%%
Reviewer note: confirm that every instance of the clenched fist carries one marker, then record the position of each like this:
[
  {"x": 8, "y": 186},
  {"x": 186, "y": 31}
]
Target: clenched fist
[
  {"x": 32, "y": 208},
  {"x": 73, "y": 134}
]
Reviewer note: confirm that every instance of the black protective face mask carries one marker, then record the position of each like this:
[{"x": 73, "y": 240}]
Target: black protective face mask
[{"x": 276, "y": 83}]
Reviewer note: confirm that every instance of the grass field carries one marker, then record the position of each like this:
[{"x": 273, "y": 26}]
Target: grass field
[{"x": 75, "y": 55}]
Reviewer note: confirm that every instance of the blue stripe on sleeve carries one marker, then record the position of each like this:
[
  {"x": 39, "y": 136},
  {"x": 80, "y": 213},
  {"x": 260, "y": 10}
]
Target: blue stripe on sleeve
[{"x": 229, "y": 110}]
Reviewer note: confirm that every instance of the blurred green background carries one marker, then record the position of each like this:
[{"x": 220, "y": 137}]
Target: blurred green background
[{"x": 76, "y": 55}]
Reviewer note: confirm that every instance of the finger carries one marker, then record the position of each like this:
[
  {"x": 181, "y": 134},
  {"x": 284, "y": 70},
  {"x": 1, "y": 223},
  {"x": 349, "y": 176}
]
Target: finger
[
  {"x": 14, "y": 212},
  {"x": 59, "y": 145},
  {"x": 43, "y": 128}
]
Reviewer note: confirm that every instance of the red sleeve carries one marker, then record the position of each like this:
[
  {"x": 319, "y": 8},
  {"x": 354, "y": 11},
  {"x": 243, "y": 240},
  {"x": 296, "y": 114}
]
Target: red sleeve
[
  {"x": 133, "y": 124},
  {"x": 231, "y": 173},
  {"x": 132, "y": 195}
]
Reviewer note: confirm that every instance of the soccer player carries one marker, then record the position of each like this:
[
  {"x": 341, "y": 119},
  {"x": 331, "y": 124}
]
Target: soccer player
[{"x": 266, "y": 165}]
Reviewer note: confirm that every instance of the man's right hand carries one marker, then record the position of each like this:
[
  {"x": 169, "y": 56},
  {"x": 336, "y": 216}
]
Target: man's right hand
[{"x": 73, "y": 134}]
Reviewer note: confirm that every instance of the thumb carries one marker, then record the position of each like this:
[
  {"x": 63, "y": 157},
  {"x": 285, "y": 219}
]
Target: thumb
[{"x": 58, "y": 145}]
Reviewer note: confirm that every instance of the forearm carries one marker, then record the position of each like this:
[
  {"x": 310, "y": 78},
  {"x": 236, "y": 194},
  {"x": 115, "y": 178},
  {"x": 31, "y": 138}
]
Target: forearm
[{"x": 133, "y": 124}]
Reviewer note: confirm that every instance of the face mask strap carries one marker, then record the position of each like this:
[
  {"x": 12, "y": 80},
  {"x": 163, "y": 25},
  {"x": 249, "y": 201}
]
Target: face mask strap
%%
▶ **GOAL OF THE EXERCISE**: Your answer must contain every line of the records, exactly.

▶ **RESPONSE**:
Reviewer note: confirm that every instance of the clenched fist carries one marker, then record the position of each like this:
[
  {"x": 8, "y": 186},
  {"x": 186, "y": 31}
]
Target: clenched fist
[
  {"x": 32, "y": 208},
  {"x": 73, "y": 134}
]
Reviewer note: confirm that every instance of the black protective face mask carries one marker, then record the position of each like this:
[{"x": 73, "y": 240}]
Target: black protective face mask
[{"x": 276, "y": 83}]
Reviewer note: confirm that every instance of the grass field carries one marker, then record the position of each like this:
[{"x": 273, "y": 26}]
Target: grass field
[{"x": 75, "y": 55}]
Reviewer note: confirm that every instance of the blue stripe on sleeve carries one marker, then record the position of each like this:
[
  {"x": 39, "y": 136},
  {"x": 80, "y": 213},
  {"x": 260, "y": 10}
]
Target: blue stripe on sleeve
[{"x": 229, "y": 110}]
Reviewer note: confirm that every instance of the blurred green background carries one marker, then record the position of each like this:
[{"x": 220, "y": 137}]
Target: blurred green background
[{"x": 76, "y": 55}]
Reviewer note: confirm that every instance of the finger carries one marker, then record the position of each like this:
[
  {"x": 181, "y": 134},
  {"x": 284, "y": 70},
  {"x": 1, "y": 223},
  {"x": 349, "y": 176}
]
Target: finger
[
  {"x": 14, "y": 212},
  {"x": 59, "y": 145},
  {"x": 43, "y": 128}
]
Reviewer note: confirm that every instance of the red sleeve carries one marker, then record the position of each like this:
[
  {"x": 319, "y": 8},
  {"x": 354, "y": 11},
  {"x": 243, "y": 240},
  {"x": 296, "y": 114}
]
Target: red sleeve
[
  {"x": 133, "y": 124},
  {"x": 231, "y": 173},
  {"x": 132, "y": 195}
]
Reviewer note: confirm that every instance of the soccer player carries one marker, then record the position of each like this:
[
  {"x": 341, "y": 119},
  {"x": 331, "y": 124}
]
Target: soccer player
[{"x": 266, "y": 165}]
Reviewer note: confirm that every instance of the man's right hand carries one marker, then record the position of each like this:
[
  {"x": 169, "y": 56},
  {"x": 336, "y": 216}
]
Target: man's right hand
[{"x": 73, "y": 134}]
Reviewer note: confirm that every instance of the thumb carries one marker, then record the position of each like this:
[
  {"x": 63, "y": 157},
  {"x": 285, "y": 219}
]
Target: thumb
[{"x": 58, "y": 145}]
Reviewer note: confirm that every instance of the forearm carries one marker, then record the position of each like this:
[
  {"x": 310, "y": 78},
  {"x": 236, "y": 194},
  {"x": 115, "y": 178},
  {"x": 31, "y": 138}
]
Target: forearm
[{"x": 133, "y": 124}]
Reviewer note: confirm that every instance of the face mask strap carries one marker, then record the position of each like this:
[
  {"x": 12, "y": 80},
  {"x": 163, "y": 25},
  {"x": 249, "y": 201}
]
Target: face mask strap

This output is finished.